Entries for bounding box labeling:
==================================================

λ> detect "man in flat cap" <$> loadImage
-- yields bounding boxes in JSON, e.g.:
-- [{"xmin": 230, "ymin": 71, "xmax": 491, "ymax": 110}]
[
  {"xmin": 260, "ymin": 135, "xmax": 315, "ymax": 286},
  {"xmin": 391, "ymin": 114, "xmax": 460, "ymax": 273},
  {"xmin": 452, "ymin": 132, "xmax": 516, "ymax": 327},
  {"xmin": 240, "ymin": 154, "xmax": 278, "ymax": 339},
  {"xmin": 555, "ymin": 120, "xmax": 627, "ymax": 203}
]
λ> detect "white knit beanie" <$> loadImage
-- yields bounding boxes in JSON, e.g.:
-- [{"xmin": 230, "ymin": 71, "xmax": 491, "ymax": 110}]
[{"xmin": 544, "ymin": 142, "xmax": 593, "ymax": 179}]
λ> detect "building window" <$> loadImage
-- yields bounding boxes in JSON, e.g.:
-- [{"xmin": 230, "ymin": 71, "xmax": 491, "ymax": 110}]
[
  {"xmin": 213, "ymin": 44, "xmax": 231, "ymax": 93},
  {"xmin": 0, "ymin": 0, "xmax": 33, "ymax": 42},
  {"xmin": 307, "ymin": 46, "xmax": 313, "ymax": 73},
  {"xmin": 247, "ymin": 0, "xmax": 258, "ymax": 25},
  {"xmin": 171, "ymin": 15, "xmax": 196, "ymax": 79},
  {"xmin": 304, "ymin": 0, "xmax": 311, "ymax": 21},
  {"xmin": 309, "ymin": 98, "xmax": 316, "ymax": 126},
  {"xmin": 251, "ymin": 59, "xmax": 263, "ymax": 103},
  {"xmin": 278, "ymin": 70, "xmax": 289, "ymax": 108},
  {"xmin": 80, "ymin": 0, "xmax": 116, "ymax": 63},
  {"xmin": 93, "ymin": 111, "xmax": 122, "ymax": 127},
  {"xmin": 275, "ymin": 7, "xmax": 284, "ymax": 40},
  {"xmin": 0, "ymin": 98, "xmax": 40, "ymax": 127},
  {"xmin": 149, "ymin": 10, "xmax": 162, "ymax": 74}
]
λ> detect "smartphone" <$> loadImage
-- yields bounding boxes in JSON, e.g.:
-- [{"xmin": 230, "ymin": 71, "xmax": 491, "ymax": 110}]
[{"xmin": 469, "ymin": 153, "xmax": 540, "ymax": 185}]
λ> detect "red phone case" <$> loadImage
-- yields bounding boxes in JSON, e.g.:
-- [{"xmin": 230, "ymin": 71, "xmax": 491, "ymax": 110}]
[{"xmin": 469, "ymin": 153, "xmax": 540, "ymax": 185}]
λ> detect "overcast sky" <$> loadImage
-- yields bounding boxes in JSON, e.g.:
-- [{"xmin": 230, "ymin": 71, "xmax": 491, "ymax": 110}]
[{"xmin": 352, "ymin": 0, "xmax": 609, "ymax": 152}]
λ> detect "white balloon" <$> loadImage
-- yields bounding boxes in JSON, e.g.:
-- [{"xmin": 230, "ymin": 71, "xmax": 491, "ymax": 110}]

==================================================

Could you transcribe the records in full, exactly?

### Solution
λ> detect "man in flat cap" <$> loadImage
-- yields bounding boxes in JSON, e.g.:
-- [{"xmin": 230, "ymin": 71, "xmax": 491, "ymax": 110}]
[
  {"xmin": 260, "ymin": 135, "xmax": 315, "ymax": 286},
  {"xmin": 391, "ymin": 114, "xmax": 460, "ymax": 273},
  {"xmin": 452, "ymin": 132, "xmax": 516, "ymax": 327},
  {"xmin": 240, "ymin": 154, "xmax": 278, "ymax": 339},
  {"xmin": 555, "ymin": 120, "xmax": 627, "ymax": 203}
]
λ> detect "white knit beanie" <$> loadImage
-- yields bounding boxes in JSON, e.g.:
-- [{"xmin": 230, "ymin": 71, "xmax": 491, "ymax": 110}]
[{"xmin": 544, "ymin": 142, "xmax": 593, "ymax": 179}]
λ> detect "building window" <$> loadImage
-- yields bounding boxes in JSON, e.g.:
-- [{"xmin": 230, "ymin": 71, "xmax": 491, "ymax": 110}]
[
  {"xmin": 213, "ymin": 44, "xmax": 231, "ymax": 93},
  {"xmin": 0, "ymin": 0, "xmax": 33, "ymax": 42},
  {"xmin": 307, "ymin": 46, "xmax": 313, "ymax": 73},
  {"xmin": 247, "ymin": 0, "xmax": 258, "ymax": 25},
  {"xmin": 171, "ymin": 15, "xmax": 196, "ymax": 79},
  {"xmin": 304, "ymin": 0, "xmax": 311, "ymax": 21},
  {"xmin": 309, "ymin": 98, "xmax": 316, "ymax": 126},
  {"xmin": 251, "ymin": 59, "xmax": 263, "ymax": 103},
  {"xmin": 278, "ymin": 70, "xmax": 289, "ymax": 108},
  {"xmin": 80, "ymin": 0, "xmax": 116, "ymax": 63},
  {"xmin": 93, "ymin": 111, "xmax": 122, "ymax": 127},
  {"xmin": 275, "ymin": 7, "xmax": 284, "ymax": 40},
  {"xmin": 0, "ymin": 98, "xmax": 40, "ymax": 127},
  {"xmin": 149, "ymin": 10, "xmax": 162, "ymax": 74}
]
λ> detect "smartphone" <$> loadImage
-- yields bounding boxes in JSON, e.g.:
-- [{"xmin": 230, "ymin": 71, "xmax": 491, "ymax": 110}]
[{"xmin": 469, "ymin": 153, "xmax": 540, "ymax": 185}]
λ> detect "red phone case" <$> loadImage
-- yields bounding boxes in JSON, e.g.:
-- [{"xmin": 230, "ymin": 71, "xmax": 491, "ymax": 110}]
[{"xmin": 469, "ymin": 153, "xmax": 540, "ymax": 185}]
λ> detect "overcast sky" <$> loadImage
-- yields bounding boxes in JSON, e.g.:
-- [{"xmin": 230, "ymin": 71, "xmax": 491, "ymax": 110}]
[{"xmin": 352, "ymin": 0, "xmax": 609, "ymax": 152}]
λ> detect "white balloon" <$> loadImage
-- yields bounding boxes in JSON, e.g.:
-- [{"xmin": 230, "ymin": 71, "xmax": 491, "ymax": 110}]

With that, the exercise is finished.